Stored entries
--- START ---
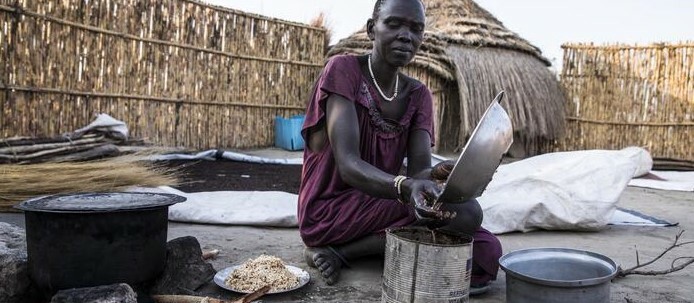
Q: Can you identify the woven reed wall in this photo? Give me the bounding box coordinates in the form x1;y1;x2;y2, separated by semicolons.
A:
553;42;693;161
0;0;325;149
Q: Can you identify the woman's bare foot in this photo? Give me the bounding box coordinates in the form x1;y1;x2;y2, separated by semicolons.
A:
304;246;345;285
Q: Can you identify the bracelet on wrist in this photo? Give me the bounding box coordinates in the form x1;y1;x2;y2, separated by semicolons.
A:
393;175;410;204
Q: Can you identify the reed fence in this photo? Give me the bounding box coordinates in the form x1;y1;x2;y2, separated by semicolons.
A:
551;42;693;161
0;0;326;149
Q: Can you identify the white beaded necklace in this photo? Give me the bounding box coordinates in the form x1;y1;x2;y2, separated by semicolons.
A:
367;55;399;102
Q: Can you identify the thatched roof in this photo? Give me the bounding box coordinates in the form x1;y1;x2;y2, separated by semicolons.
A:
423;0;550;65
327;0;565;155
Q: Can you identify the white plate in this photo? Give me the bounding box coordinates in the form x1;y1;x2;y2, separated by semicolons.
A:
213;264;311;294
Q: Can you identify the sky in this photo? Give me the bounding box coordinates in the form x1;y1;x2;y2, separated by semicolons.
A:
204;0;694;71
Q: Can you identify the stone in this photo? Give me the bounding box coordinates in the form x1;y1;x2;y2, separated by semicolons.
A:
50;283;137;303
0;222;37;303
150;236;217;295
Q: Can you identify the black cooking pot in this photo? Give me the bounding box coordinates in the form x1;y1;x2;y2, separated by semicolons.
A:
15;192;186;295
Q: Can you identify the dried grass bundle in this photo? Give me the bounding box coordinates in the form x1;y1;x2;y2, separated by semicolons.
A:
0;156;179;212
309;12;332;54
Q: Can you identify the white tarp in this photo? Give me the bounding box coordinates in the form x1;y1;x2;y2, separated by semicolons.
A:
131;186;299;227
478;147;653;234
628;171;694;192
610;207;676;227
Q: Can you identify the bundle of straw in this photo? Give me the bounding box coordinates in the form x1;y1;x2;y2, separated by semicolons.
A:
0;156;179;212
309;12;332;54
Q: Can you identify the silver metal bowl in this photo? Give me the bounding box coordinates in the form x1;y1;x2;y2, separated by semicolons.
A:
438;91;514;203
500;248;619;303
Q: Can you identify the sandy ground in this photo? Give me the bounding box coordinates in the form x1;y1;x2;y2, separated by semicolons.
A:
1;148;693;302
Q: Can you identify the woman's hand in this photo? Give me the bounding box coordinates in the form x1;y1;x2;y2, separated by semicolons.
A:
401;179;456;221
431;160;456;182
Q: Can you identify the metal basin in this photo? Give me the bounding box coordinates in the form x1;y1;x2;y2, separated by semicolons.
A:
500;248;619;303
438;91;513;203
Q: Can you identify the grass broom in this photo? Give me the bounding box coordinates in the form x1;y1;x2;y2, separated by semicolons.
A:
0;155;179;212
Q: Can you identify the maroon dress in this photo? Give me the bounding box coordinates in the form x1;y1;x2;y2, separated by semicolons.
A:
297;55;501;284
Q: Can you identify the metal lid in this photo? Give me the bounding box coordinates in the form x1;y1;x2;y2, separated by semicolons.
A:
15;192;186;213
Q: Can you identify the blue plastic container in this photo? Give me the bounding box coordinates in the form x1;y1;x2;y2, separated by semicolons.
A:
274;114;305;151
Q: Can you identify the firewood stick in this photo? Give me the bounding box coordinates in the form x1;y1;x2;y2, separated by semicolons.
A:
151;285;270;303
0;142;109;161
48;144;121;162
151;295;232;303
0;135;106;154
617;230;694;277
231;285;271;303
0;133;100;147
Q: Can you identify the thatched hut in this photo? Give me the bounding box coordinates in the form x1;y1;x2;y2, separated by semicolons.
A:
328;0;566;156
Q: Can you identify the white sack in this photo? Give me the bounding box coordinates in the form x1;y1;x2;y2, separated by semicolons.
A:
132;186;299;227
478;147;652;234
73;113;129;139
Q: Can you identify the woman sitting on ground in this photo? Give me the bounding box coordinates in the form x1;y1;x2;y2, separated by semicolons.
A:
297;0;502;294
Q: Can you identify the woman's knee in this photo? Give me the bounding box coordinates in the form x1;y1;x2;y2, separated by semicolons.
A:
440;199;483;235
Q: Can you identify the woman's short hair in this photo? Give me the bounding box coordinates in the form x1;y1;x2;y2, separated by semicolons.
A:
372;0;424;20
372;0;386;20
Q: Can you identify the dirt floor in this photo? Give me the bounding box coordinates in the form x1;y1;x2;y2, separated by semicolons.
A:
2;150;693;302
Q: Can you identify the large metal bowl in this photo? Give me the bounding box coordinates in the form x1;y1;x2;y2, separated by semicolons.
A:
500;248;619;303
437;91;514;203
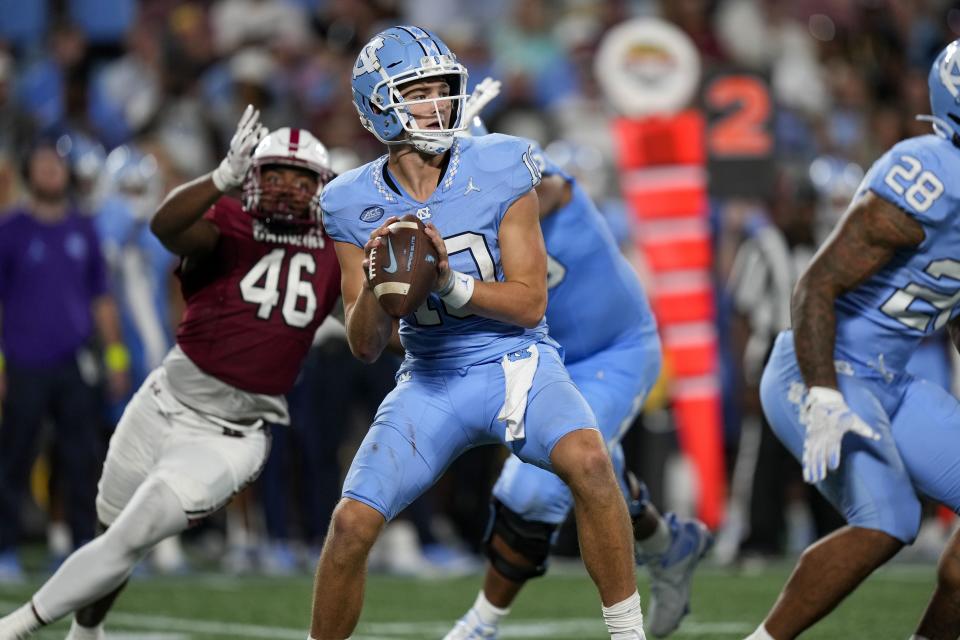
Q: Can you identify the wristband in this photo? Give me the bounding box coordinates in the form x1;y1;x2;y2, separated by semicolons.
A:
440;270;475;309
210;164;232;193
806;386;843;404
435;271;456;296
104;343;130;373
--- END ---
Work request
Each line holding "woman" in the records should be copied out.

Solved exercise
Q: Can you identify the woman's bare foot in this photo? Give me the bounding box coordinates in the form x1;y1;x2;y2, separated by semicolons.
Q: Can you identify the woman's hand in this photo? Give me the bounding box coordinates in the form x1;y1;x2;y2, separated by semicolons.
Q: Can you identify the woman sitting on ground in this photo? Give me the bounding box coordinates in the form x1;y1;x2;y2, separated by semicolons.
Q: Can you identify the woman's knee in this photo? Give me the bounding box coordinates in the form x1;y1;x2;y2, separated by semicolons.
Q: Can you identify the woman's short hair in this photo? Give me the bounding box coordinates in the form x1;y1;x2;y2, separated by semicolons.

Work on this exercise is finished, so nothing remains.